§ **Source document**
In family courts, our cultural expectations of parenthood are to:
• Provide a home that legitimizes a child’s identity in a community.
• Provide sufficient income for a child’s clothing, shelter, education, health care and social and recreational activities.
• Provide the love, security and emotional support necessary for healthy development.
• Foster intellectual, social and moral development.
• Socialize the child by setting limits and encouraging civil behavior.
• Protect the child from physical, emotional and social harm.
• Maintain stable family interactions through communication, problem solving and responses to individual needs.
When we look at these expectations, we can see that we really do rely on parents to instill cultural values so that children will become responsible citizens. The need to explicitly recognize the essential role of parenthood and to support parents in childrearing becomes obvious. Parental incompetence at any point in a child’s development can have unintended long-term consequences.
Defining Parental Competence
Because we all fall short of our ideal images, most parents doubt their competence. An initial reaction to any discussion of competence might be to define ourselves as incompetent. This overreaction creates a reluctance to deal with actual parental incompetence since doing so might involve judging all parents. In fact the vast majority of parents are competent.
Competent parents quite simply are committed to parenthood. Their behavior shows that they care about their children. They restrain themselves from harming them. They do not neglect or abuse their children in a legal sense. The definition of competent parents flows from our cultural expectations.
Competent parents are capable of assuming responsibility for their own lives, sacrificing some of their interests for their children, providing limits for their children’s behavior and giving their children hope for the future.
They also have access to essential economic and educational resources, as will be elaborated in Chapter Ten. When necessary, society has an obligation to provide access to these resources. Just as there are dietary elements essential for physical growth, there are essential experiences for healthy personality growth. Children must learn to delay gratification, tolerate frustration, work productively and avoid harming others.
Young people acquire the values and skills essential for success through parents who possess these qualities. This does not mean that competent parents are social conformists who raise conforming children to become conforming adults. Our democratic republic depends as much upon parents who initiate changes. Our way of life depends upon diversity in opinions and lifestyles.

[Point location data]
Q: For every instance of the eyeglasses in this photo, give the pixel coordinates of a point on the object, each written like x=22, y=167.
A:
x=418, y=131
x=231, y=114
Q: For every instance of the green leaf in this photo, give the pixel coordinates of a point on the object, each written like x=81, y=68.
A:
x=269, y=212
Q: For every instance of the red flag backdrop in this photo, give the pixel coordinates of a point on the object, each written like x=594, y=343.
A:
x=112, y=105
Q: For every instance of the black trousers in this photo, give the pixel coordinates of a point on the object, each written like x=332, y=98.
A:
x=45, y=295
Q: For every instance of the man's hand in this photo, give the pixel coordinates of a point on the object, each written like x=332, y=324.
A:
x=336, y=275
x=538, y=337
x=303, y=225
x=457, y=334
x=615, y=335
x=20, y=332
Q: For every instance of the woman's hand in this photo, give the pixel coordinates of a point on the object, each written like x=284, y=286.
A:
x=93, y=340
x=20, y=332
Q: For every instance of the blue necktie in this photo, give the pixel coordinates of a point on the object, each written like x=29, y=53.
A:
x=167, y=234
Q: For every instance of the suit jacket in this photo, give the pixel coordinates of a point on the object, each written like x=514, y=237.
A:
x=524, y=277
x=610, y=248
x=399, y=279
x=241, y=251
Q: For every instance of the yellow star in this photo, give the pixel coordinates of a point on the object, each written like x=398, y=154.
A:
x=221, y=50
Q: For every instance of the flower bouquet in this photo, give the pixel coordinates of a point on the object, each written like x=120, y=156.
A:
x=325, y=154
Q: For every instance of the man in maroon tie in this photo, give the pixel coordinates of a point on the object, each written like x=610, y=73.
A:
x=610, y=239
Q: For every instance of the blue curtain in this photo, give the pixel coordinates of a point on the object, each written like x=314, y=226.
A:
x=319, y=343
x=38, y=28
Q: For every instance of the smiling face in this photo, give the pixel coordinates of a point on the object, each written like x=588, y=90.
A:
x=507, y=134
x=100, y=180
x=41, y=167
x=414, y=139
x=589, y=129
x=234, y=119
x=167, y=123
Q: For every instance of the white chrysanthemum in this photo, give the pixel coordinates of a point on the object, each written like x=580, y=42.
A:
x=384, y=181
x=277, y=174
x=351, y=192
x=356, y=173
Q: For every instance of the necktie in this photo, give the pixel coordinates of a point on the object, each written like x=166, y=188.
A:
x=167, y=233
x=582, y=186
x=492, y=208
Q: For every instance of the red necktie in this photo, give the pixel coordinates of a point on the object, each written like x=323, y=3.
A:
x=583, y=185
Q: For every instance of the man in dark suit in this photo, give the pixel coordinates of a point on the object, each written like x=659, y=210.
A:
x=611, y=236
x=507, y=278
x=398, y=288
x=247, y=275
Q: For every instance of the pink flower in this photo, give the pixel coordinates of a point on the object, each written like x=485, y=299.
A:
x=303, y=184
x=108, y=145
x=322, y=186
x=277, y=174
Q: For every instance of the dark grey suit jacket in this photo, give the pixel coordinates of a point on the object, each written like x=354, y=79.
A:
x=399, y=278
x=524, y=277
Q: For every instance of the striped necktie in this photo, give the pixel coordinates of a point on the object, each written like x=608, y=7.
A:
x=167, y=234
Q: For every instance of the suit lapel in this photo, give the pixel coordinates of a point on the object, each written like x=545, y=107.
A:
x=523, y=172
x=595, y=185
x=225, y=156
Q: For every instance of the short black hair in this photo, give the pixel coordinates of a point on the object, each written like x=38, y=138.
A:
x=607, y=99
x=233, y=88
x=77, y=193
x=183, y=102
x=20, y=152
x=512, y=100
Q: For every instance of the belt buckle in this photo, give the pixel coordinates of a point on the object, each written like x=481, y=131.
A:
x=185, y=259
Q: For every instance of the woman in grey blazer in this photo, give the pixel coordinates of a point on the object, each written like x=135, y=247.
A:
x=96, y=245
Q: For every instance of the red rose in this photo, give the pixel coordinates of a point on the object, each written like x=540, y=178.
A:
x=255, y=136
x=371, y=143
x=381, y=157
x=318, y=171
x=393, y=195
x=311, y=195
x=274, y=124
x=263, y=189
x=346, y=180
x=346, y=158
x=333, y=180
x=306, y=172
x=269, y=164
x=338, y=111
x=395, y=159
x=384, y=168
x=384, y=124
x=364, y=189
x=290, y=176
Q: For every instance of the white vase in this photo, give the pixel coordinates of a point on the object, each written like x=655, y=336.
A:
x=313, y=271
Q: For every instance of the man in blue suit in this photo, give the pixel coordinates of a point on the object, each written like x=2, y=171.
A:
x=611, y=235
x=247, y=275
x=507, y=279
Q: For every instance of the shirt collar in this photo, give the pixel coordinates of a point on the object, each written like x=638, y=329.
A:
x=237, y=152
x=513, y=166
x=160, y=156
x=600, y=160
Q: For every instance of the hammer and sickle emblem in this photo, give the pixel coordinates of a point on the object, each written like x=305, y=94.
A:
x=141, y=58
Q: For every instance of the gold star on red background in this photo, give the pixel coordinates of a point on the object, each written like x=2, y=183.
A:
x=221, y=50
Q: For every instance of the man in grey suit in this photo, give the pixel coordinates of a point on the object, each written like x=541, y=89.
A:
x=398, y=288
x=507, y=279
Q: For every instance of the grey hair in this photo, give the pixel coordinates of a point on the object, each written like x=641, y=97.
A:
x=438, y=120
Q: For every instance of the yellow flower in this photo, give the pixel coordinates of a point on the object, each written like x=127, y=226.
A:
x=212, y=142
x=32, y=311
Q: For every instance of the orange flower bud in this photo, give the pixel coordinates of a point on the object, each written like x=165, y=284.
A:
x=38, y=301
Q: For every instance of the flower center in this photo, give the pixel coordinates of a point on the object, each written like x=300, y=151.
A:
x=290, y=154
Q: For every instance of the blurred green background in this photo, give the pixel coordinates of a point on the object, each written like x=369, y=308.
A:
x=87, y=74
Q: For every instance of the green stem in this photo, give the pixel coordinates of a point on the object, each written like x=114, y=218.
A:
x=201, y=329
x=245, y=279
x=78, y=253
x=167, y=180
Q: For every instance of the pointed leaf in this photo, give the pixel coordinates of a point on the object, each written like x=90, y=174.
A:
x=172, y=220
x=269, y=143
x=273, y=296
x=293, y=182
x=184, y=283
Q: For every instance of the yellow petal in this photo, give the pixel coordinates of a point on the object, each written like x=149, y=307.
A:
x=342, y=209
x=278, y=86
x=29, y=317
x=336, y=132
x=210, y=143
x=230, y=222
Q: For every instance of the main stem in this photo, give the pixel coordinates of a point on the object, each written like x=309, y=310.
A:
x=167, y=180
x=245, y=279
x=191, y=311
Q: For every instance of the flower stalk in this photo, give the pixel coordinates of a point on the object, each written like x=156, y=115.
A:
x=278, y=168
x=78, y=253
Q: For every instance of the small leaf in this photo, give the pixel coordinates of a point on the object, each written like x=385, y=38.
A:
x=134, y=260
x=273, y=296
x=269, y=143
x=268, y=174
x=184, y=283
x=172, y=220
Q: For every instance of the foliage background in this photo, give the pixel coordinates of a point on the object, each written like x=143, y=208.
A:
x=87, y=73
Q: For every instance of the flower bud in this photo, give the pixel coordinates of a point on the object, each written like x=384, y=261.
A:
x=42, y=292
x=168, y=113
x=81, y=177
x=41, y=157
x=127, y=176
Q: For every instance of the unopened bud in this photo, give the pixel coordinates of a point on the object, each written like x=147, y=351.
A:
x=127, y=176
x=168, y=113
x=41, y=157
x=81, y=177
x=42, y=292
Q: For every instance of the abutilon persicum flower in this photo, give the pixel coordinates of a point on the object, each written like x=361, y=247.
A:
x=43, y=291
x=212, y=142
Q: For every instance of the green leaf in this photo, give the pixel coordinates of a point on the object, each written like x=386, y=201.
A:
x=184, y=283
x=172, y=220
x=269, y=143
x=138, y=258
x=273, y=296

§ **Required action 1**
In the text on parental competence, substitute "hesitation" for "reluctance" and write out the passage starting at "When we look" and ending at "parents are competent.".
§ **Required action 2**
Please list the things that, according to the text on parental competence, children must learn.
The data plays no part in this.

§ **Solution 1**
When we look at these expectations, we can see that we really do rely on parents to instill cultural values so that children will become responsible citizens. The need to explicitly recognize the essential role of parenthood and to support parents in childrearing becomes obvious. Parental incompetence at any point in a child’s development can have unintended long-term consequences.
Defining Parental Competence
Because we all fall short of our ideal images, most parents doubt their competence. An initial reaction to any discussion of competence might be to define ourselves as incompetent. This overreaction creates a hesitation to deal with actual parental incompetence since doing so might involve judging all parents. In fact the vast majority of parents are competent.

§ **Solution 2**
- Delay gratification
- Tolerate frustration
- Work productively
- Avoid harming others